> _Document excerpt_:
^^^^^^^^^^^^^^^^
Posted by Chris Tran 15 Oct 2011 1 Comment »

CRM to the forefront

Traditional marketing activities are very front-loaded.  Advertisers and agencies spend the majority of their time trying to get sales, and to convince customers to try (trial) or convert to their brand.  There has not been a lot of attention until late in creating real relationships with customers.  The only industry segments that have paid much attention to fostering long term connections with consumers include:

  • Airlines/Travel
  • Finance
  • Ecommerce
For everything else, it just did not make fiscal sense for brands to put their customers into CRM programs.  It simply was too expensive to manage as Cost per User, or even Cost per Customer.  This has changed as two shifts have taken place:
  • Technology has made CRM programs  much cheaper and scalable (i.e. lower Cost per Customer)
  • Social media gives each customer the chance to become a brand advocate/champion.
Or as Pete Blackshaw from Nielsen writes:
Customer service is the new media department.
^^^^^^^^^^^^^^^^
> _Dataset records_:
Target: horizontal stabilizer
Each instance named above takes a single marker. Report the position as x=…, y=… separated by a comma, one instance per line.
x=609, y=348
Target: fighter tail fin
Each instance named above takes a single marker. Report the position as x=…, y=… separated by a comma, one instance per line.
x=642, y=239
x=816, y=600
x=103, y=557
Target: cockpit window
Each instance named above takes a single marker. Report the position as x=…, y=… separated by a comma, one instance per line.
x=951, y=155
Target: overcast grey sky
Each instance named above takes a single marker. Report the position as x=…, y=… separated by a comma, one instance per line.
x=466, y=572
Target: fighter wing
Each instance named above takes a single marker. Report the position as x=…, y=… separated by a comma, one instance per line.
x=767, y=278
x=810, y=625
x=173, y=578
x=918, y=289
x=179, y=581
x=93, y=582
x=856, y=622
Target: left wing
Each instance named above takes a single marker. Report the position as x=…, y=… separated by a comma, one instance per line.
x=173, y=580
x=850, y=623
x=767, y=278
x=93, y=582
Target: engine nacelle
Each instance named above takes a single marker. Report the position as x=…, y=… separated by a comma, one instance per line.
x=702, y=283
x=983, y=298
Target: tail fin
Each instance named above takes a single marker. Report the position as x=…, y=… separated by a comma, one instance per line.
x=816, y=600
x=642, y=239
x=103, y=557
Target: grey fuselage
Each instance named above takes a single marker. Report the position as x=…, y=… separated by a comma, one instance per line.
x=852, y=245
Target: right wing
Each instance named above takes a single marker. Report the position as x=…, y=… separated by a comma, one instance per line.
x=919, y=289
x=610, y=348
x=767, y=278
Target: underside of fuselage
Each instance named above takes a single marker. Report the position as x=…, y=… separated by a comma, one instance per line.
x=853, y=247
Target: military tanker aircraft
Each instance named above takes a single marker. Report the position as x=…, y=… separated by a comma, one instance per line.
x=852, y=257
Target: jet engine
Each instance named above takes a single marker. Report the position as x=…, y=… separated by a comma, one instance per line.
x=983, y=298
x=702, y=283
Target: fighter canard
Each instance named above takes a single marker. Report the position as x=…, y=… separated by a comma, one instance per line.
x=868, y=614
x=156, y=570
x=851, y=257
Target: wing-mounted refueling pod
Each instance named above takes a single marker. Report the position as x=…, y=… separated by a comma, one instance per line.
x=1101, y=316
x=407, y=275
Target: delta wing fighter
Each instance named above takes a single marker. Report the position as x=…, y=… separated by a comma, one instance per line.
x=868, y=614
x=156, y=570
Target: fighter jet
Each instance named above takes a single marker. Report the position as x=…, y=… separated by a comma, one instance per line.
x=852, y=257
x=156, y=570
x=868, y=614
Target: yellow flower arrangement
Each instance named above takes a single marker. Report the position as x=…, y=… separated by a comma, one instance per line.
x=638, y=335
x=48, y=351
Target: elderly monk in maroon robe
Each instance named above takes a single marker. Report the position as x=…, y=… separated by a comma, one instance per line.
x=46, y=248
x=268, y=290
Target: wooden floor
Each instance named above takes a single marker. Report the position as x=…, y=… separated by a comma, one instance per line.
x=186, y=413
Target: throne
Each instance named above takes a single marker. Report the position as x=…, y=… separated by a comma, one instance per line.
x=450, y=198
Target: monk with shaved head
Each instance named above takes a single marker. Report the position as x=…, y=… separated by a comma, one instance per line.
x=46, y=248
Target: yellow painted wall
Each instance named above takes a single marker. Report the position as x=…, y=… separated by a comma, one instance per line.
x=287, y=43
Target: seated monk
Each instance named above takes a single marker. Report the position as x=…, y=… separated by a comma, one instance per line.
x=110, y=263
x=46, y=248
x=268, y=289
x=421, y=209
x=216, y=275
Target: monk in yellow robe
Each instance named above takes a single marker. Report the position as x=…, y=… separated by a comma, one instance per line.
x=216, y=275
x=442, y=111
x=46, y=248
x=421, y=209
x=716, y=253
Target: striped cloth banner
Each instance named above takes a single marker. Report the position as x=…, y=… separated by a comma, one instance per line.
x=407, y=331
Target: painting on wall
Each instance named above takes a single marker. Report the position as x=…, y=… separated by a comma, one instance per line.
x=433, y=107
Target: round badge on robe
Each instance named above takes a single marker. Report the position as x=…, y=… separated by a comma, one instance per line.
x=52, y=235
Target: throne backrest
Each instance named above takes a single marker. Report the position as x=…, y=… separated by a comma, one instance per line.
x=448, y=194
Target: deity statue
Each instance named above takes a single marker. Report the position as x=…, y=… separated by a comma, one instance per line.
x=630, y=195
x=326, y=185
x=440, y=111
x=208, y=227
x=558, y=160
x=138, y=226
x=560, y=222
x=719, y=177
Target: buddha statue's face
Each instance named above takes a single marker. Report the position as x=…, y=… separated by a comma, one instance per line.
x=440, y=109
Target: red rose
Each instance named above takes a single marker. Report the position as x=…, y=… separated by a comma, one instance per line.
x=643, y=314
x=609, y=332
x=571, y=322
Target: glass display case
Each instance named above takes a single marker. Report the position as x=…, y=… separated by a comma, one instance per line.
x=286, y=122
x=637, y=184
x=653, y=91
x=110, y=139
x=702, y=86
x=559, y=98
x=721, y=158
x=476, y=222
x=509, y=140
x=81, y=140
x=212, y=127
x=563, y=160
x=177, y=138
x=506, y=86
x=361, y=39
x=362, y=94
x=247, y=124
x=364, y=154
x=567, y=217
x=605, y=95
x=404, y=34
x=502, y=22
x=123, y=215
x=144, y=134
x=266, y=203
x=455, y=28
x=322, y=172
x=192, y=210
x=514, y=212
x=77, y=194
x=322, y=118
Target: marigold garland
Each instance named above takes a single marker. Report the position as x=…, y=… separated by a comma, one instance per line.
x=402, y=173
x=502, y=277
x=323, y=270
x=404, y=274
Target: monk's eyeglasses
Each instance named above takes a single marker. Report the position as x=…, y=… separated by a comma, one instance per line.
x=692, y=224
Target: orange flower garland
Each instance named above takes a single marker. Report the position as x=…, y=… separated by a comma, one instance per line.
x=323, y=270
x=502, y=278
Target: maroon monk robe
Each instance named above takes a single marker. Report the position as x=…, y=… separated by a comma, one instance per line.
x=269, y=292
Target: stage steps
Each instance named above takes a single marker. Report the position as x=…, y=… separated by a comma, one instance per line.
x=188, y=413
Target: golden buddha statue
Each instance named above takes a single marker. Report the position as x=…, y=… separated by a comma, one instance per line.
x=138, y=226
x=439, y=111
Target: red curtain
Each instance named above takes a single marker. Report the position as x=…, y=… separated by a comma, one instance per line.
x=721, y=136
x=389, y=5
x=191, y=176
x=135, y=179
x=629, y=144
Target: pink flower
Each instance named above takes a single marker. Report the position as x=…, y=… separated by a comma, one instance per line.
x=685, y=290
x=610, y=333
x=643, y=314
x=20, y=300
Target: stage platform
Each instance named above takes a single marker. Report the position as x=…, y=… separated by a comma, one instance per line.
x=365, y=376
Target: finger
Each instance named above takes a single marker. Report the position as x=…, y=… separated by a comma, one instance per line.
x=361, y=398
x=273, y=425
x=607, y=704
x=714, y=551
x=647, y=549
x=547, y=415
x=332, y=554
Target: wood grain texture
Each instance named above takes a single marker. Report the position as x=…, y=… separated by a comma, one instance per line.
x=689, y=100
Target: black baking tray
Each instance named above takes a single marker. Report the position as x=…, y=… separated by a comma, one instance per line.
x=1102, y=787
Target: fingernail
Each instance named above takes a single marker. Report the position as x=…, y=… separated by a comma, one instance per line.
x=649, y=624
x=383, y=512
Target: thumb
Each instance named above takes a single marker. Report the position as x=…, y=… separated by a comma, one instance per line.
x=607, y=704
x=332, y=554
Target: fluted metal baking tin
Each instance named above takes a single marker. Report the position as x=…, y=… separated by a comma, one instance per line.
^^^^^^^^^^^^^^^^
> _Task prompt_: Can you continue the post on CRM, picking up right after its final line? The data here were taken from a different source than the post on CRM.

> _Final answer_:
When you look at the most successful brands on Twitter or Facebook (Zappos, Southwest), the story is very much centered around great customer service.  A focused social media strategy is the easiest way to build Word of Mouth, and a cornerstone of that strategy needs to be a CRM program.
The CRM program identifies :
  • Customers with influence
  • What their problems are
  • How to deliver great customer service
Advertising agencies will start working in hand with customer service programs.  Imagine websites, full of testimonials to be spread out via social media.  And operations departments structured to deliver fantastic service, to give people real, credible reasons to believe in a service.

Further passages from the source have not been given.